• PROBLEM DETAILS:
Please render the lines of the records as a Markdown table with the columns Row and Line, starting with the line that contains "point at the blue glove" and going on through the line that contains "<point>464,422</point>". Put the row number under Row and the line under Line, and leave out blank lines and the picture lines.

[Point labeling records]
-*-*-

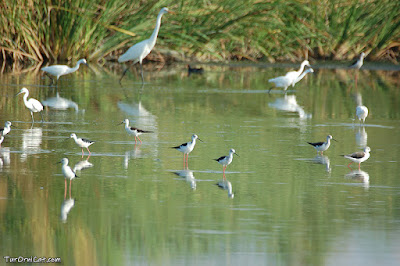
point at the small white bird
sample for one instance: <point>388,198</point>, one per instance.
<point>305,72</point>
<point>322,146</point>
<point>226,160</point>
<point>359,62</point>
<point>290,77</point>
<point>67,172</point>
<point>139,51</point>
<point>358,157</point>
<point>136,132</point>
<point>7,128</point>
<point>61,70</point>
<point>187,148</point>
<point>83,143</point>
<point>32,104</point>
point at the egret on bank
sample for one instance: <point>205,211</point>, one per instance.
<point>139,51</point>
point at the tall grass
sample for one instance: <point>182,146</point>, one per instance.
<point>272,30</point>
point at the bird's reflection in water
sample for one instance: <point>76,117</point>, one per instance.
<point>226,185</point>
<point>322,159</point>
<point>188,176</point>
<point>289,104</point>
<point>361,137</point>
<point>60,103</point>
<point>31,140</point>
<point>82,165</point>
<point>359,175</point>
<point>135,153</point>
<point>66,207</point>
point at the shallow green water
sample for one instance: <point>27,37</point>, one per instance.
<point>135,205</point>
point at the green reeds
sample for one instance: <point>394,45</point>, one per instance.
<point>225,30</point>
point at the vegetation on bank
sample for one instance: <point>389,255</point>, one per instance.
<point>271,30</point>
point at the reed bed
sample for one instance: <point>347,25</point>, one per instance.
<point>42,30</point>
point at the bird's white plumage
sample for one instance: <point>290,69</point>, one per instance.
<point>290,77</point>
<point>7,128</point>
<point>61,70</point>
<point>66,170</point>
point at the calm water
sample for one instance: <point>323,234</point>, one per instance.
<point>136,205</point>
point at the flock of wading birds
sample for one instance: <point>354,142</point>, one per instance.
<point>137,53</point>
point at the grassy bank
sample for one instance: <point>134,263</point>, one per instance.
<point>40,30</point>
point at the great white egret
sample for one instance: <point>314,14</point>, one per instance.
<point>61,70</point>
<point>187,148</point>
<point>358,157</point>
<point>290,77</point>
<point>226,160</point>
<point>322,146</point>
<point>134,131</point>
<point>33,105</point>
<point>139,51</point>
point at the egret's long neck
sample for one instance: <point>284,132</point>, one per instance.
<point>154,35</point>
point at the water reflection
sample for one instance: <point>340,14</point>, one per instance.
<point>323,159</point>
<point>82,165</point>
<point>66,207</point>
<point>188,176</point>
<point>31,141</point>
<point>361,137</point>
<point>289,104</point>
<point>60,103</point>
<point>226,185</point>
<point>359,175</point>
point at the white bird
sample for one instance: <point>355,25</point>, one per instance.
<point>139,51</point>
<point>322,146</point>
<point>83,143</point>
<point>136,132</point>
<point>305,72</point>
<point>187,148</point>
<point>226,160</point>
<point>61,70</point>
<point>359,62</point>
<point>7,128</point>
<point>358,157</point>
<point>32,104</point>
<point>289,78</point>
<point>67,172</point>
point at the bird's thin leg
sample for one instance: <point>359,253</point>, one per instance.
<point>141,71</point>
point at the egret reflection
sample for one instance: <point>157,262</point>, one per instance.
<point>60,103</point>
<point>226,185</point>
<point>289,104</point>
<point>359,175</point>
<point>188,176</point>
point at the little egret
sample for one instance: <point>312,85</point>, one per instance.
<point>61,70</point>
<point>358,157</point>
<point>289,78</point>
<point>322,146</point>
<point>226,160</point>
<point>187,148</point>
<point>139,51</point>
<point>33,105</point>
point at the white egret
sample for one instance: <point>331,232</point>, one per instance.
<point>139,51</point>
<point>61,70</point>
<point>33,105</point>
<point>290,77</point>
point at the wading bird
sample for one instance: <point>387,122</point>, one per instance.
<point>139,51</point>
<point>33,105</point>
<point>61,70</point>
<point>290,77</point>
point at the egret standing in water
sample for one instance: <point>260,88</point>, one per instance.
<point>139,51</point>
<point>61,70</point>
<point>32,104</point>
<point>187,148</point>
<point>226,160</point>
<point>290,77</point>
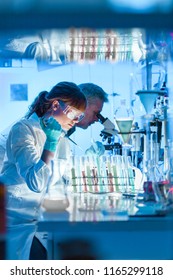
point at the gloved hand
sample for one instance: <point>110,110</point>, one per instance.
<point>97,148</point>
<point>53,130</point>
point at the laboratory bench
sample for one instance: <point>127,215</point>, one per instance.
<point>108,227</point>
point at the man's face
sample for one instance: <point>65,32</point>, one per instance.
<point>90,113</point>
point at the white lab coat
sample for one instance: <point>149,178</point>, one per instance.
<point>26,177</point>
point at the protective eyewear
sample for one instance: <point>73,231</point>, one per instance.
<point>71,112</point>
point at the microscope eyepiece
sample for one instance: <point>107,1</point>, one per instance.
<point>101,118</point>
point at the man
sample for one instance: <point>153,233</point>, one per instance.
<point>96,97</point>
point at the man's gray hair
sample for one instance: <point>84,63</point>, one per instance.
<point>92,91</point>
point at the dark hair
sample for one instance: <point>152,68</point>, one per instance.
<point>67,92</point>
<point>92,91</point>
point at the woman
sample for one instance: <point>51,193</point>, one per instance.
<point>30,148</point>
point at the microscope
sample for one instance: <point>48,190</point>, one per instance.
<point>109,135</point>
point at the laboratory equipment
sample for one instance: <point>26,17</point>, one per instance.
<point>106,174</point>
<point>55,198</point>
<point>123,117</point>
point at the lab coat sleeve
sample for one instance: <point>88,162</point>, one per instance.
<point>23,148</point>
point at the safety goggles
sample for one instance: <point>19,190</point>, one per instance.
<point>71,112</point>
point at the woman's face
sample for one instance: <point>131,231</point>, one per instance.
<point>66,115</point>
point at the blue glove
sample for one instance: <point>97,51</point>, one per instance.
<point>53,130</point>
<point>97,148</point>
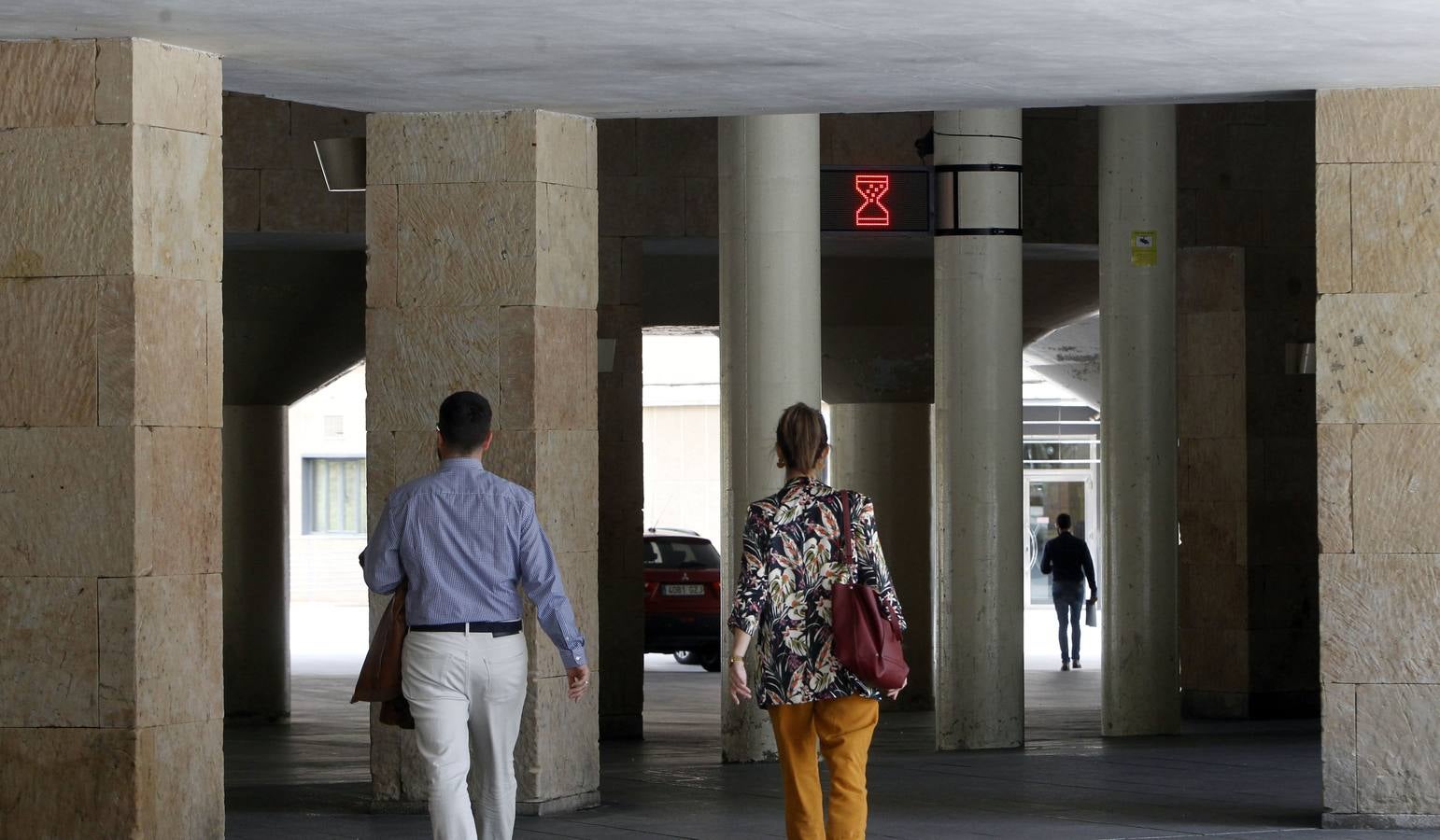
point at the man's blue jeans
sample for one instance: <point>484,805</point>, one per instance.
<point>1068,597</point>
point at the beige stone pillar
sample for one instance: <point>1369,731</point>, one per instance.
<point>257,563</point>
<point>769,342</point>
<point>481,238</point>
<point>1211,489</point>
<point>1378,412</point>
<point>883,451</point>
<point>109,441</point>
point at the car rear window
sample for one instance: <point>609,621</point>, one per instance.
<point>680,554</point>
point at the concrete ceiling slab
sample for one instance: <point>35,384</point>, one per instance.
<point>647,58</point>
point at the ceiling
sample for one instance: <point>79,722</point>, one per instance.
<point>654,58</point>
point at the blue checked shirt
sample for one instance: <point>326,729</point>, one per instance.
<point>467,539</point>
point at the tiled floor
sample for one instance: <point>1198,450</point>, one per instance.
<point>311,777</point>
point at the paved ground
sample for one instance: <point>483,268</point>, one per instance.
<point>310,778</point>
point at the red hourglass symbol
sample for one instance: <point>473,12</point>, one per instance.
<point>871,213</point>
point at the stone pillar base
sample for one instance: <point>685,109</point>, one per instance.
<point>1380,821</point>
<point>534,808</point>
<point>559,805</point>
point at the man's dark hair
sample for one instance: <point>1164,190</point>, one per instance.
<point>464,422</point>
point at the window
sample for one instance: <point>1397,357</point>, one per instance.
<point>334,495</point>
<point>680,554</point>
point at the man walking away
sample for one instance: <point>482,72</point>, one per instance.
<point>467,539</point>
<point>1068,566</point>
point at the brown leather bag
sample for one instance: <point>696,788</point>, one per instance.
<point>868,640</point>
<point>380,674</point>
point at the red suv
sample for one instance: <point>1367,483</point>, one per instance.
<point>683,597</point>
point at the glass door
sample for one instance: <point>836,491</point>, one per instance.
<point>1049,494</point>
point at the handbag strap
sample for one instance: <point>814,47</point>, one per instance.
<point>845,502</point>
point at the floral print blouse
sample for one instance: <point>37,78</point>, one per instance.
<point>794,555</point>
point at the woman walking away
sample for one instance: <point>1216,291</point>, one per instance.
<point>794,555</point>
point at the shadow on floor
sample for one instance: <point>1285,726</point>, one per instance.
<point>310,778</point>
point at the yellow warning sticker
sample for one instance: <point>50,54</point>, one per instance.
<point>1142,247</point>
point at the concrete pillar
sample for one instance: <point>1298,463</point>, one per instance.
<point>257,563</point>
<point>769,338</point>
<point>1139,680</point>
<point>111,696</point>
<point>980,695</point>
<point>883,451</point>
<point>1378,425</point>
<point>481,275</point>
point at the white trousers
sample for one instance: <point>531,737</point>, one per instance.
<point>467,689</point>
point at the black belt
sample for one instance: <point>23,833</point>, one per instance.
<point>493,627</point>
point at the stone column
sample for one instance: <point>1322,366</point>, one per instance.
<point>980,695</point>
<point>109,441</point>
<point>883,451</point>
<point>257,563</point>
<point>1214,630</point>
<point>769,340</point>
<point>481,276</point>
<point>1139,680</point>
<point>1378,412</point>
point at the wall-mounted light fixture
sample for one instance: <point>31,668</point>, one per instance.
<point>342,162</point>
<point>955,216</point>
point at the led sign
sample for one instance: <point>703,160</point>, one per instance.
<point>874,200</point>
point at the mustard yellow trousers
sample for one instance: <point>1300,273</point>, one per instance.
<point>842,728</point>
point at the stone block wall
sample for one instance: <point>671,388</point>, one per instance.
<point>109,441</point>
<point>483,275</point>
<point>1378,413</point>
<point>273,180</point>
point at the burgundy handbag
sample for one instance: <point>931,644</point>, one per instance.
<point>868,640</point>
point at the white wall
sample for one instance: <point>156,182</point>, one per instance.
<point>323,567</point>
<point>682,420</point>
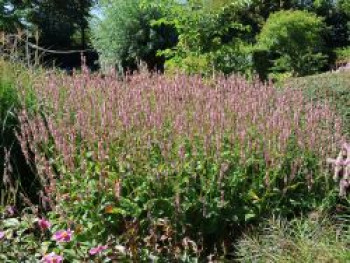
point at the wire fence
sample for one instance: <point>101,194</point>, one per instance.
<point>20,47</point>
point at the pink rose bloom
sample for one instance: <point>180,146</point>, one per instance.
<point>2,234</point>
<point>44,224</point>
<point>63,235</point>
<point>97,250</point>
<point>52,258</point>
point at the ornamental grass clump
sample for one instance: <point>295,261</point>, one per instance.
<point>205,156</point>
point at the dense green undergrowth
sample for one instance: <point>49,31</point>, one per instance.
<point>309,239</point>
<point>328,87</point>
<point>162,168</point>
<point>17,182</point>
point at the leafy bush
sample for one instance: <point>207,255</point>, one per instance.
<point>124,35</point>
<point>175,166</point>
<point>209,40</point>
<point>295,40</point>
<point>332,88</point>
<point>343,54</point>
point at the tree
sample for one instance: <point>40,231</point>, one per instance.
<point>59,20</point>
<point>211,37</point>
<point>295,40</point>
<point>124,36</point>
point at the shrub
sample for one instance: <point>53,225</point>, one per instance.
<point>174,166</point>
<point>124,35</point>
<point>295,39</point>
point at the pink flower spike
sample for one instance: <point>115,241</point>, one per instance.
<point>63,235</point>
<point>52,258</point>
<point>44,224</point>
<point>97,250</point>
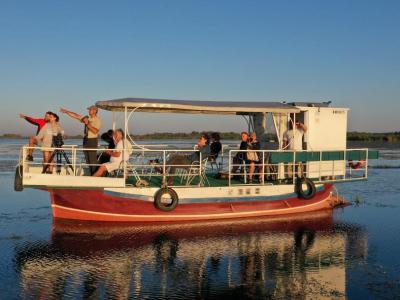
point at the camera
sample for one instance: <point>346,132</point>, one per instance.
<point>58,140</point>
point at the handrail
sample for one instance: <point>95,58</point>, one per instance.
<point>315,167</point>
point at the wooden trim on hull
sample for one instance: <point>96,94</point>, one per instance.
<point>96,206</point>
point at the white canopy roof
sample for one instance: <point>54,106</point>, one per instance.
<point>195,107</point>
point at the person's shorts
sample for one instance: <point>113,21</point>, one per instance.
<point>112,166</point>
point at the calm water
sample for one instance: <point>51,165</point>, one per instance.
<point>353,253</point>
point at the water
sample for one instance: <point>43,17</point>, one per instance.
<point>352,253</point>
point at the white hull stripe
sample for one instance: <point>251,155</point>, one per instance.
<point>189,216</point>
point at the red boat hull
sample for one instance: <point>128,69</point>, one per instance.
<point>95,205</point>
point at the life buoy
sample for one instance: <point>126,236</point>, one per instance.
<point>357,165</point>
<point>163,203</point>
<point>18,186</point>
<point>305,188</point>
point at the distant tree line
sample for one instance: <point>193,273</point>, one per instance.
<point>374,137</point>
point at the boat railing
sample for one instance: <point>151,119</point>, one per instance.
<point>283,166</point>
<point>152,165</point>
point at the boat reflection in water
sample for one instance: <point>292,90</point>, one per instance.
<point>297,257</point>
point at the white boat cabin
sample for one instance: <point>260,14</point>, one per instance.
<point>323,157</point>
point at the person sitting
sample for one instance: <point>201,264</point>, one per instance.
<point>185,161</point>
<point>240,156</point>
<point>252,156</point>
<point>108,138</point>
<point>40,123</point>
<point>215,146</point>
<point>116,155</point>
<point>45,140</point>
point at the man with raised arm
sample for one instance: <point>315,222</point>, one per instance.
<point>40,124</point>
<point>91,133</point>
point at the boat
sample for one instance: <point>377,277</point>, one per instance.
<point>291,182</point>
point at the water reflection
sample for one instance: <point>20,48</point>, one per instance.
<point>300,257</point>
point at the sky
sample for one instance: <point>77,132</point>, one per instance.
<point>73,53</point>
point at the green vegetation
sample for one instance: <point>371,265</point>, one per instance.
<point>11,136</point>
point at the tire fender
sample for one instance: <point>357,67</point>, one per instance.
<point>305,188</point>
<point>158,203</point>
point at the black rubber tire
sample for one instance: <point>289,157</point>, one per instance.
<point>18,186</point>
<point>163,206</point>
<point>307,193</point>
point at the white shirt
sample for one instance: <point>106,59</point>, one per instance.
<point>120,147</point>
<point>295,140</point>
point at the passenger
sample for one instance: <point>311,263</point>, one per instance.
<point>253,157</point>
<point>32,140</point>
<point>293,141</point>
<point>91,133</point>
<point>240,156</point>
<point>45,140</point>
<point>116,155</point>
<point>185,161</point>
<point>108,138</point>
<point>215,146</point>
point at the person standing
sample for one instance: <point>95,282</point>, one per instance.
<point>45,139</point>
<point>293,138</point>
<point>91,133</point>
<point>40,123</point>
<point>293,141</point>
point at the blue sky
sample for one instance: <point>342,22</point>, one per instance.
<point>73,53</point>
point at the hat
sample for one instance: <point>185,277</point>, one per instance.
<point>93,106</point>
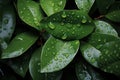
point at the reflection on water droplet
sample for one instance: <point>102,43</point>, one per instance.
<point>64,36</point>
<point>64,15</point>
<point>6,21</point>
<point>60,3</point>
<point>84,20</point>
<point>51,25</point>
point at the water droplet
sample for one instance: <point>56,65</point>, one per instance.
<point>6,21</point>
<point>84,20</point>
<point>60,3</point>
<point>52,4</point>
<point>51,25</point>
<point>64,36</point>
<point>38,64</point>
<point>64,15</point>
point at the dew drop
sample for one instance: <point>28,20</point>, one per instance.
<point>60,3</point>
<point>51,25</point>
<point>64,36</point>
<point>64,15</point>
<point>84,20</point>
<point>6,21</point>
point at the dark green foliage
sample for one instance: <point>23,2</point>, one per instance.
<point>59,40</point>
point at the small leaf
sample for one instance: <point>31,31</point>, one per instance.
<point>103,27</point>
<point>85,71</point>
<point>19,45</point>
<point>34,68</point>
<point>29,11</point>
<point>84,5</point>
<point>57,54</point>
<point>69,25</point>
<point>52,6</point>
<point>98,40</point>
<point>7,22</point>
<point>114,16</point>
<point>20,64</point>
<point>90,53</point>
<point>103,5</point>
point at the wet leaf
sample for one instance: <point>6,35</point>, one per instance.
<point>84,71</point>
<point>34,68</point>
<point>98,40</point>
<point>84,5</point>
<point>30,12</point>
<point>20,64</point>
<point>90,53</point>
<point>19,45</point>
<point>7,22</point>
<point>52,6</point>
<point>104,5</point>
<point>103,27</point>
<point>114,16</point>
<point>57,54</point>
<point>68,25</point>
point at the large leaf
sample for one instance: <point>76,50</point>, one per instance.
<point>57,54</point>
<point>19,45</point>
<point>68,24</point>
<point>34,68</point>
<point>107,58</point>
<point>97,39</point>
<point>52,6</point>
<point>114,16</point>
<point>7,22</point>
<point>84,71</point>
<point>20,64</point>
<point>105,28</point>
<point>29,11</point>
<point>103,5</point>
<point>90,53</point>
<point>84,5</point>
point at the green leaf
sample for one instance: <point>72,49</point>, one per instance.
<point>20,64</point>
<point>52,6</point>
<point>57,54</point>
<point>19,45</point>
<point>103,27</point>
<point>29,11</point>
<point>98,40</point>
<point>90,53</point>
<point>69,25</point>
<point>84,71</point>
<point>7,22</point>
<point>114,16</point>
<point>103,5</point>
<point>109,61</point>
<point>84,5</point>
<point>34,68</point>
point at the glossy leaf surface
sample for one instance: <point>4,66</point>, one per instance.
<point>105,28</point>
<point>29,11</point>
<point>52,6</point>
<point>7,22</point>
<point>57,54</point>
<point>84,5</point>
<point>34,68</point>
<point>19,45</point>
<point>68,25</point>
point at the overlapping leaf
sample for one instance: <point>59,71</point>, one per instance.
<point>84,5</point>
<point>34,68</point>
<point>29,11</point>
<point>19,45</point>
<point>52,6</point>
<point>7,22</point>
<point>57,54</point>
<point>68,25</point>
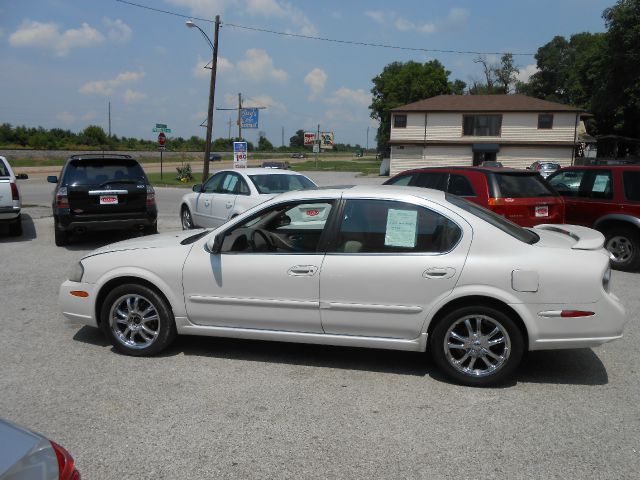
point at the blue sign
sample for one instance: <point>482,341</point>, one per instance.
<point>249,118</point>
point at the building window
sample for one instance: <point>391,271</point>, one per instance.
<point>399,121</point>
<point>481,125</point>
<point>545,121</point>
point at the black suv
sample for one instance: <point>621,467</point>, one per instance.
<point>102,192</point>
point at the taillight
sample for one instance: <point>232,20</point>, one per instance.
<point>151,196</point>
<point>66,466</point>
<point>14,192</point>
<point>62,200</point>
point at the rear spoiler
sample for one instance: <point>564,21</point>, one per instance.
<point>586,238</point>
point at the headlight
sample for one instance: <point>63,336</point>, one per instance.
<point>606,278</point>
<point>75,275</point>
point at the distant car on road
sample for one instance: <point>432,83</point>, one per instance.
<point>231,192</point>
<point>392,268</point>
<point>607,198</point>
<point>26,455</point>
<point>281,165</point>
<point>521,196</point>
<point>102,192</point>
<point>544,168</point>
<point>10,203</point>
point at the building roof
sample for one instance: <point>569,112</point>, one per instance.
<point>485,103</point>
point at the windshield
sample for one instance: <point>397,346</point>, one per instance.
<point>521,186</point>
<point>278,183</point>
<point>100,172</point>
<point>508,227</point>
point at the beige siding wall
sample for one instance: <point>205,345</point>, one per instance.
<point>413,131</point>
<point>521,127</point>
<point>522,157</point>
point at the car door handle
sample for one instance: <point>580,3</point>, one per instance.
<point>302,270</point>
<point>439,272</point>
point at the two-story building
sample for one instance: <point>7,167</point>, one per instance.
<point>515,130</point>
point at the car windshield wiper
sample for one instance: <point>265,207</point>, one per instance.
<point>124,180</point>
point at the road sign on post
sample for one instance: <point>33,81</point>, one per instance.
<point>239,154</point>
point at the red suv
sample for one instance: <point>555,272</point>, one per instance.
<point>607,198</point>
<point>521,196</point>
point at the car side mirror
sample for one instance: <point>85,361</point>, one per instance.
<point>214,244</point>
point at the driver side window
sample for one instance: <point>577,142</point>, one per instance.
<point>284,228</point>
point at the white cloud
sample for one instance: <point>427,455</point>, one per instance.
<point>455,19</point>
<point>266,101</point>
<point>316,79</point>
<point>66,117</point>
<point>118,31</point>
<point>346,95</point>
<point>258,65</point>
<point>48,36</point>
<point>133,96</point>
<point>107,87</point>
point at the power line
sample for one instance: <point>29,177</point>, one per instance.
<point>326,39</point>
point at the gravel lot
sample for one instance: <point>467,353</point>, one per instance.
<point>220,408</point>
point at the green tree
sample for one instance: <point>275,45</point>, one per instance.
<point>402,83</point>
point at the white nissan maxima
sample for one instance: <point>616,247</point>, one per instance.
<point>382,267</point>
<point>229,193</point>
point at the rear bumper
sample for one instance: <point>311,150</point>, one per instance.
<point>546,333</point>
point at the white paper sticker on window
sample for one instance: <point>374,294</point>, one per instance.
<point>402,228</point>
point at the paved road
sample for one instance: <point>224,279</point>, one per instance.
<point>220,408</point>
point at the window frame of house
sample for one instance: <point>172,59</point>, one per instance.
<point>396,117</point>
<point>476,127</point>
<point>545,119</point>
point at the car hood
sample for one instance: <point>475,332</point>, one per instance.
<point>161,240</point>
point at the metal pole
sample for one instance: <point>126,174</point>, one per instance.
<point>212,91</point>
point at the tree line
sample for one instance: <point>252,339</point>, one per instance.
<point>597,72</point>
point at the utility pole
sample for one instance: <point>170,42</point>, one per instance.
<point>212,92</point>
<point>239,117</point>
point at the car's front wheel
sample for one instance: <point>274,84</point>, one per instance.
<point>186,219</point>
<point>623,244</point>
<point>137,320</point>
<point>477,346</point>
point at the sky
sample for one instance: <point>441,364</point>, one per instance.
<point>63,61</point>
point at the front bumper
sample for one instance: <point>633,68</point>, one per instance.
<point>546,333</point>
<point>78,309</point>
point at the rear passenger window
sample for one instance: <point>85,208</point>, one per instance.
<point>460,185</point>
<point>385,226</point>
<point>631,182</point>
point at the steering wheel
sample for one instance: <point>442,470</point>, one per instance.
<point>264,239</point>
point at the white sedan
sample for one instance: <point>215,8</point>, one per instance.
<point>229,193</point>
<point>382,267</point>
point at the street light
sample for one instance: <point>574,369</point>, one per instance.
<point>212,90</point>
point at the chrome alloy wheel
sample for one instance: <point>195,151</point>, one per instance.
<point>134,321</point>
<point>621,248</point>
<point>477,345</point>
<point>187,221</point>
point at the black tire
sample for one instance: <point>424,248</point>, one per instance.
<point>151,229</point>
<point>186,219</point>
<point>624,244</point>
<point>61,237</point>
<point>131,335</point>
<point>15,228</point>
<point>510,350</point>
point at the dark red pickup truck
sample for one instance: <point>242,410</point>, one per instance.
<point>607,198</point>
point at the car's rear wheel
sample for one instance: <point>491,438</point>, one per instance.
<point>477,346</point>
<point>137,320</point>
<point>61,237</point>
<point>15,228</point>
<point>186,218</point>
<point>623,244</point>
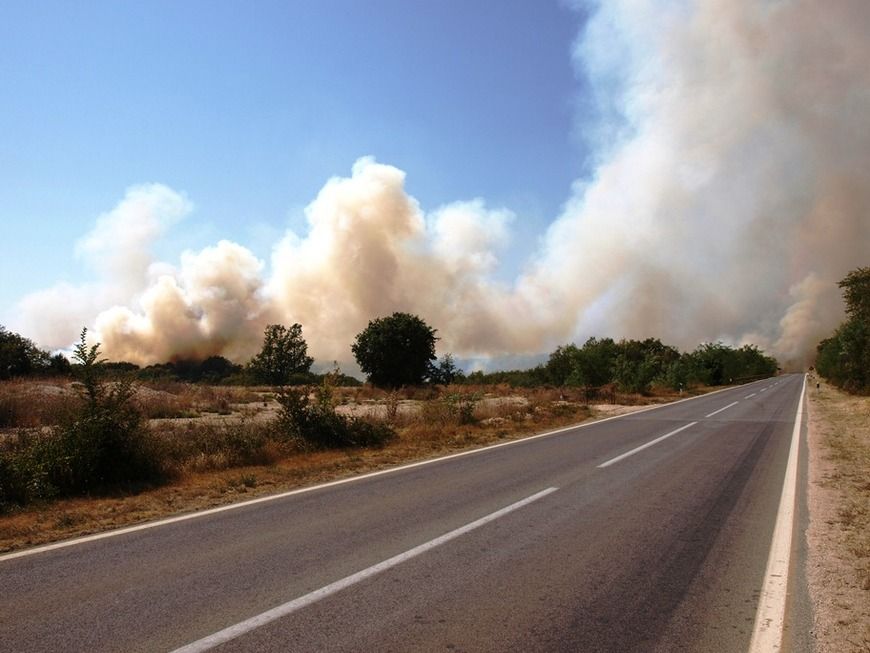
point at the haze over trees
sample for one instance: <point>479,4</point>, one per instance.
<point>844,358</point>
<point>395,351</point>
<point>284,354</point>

-*-*-

• EXERCISE RESPONSE:
| Row | Line |
|---|---|
| 1 | point at the blue glove |
| 2 | sample for one instance: <point>97,51</point>, one per instance. |
| 3 | <point>53,130</point> |
| 4 | <point>97,148</point> |
| 5 | point at the man's blue jeans |
| 6 | sample for one instance: <point>484,805</point>, one per instance. |
| 7 | <point>1068,597</point> |
| 8 | point at the beige stone pillar |
| 9 | sample for one instance: <point>1369,731</point>, one per instance. |
| 10 | <point>257,563</point> |
| 11 | <point>769,342</point> |
| 12 | <point>481,238</point> |
| 13 | <point>1211,489</point> |
| 14 | <point>1378,412</point> |
| 15 | <point>883,451</point> |
| 16 | <point>109,441</point> |
| 17 | point at the car rear window |
| 18 | sample for one instance: <point>609,621</point>, one per instance. |
| 19 | <point>680,554</point> |
| 20 | point at the concrete ceiling slab |
| 21 | sample for one instance: <point>35,384</point>, one per instance. |
| 22 | <point>647,58</point> |
| 23 | point at the ceiling |
| 24 | sample for one instance: <point>79,722</point>, one per instance. |
| 25 | <point>654,58</point> |
| 26 | point at the blue checked shirt |
| 27 | sample for one instance: <point>326,729</point>, one per instance. |
| 28 | <point>467,539</point> |
| 29 | point at the tiled floor |
| 30 | sample for one instance: <point>1198,450</point>, one per instance. |
| 31 | <point>311,777</point> |
| 32 | point at the paved ground |
| 33 | sample for one instance: <point>483,268</point>, one per instance. |
| 34 | <point>310,778</point> |
| 35 | point at the red hourglass symbol |
| 36 | sample for one instance: <point>473,12</point>, one per instance. |
| 37 | <point>871,213</point> |
| 38 | point at the stone pillar base |
| 39 | sample for one instance: <point>685,109</point>, one per instance. |
| 40 | <point>1380,821</point> |
| 41 | <point>534,808</point> |
| 42 | <point>559,805</point> |
| 43 | point at the man's dark hair |
| 44 | sample for one instance: <point>1164,190</point>, one per instance. |
| 45 | <point>464,422</point> |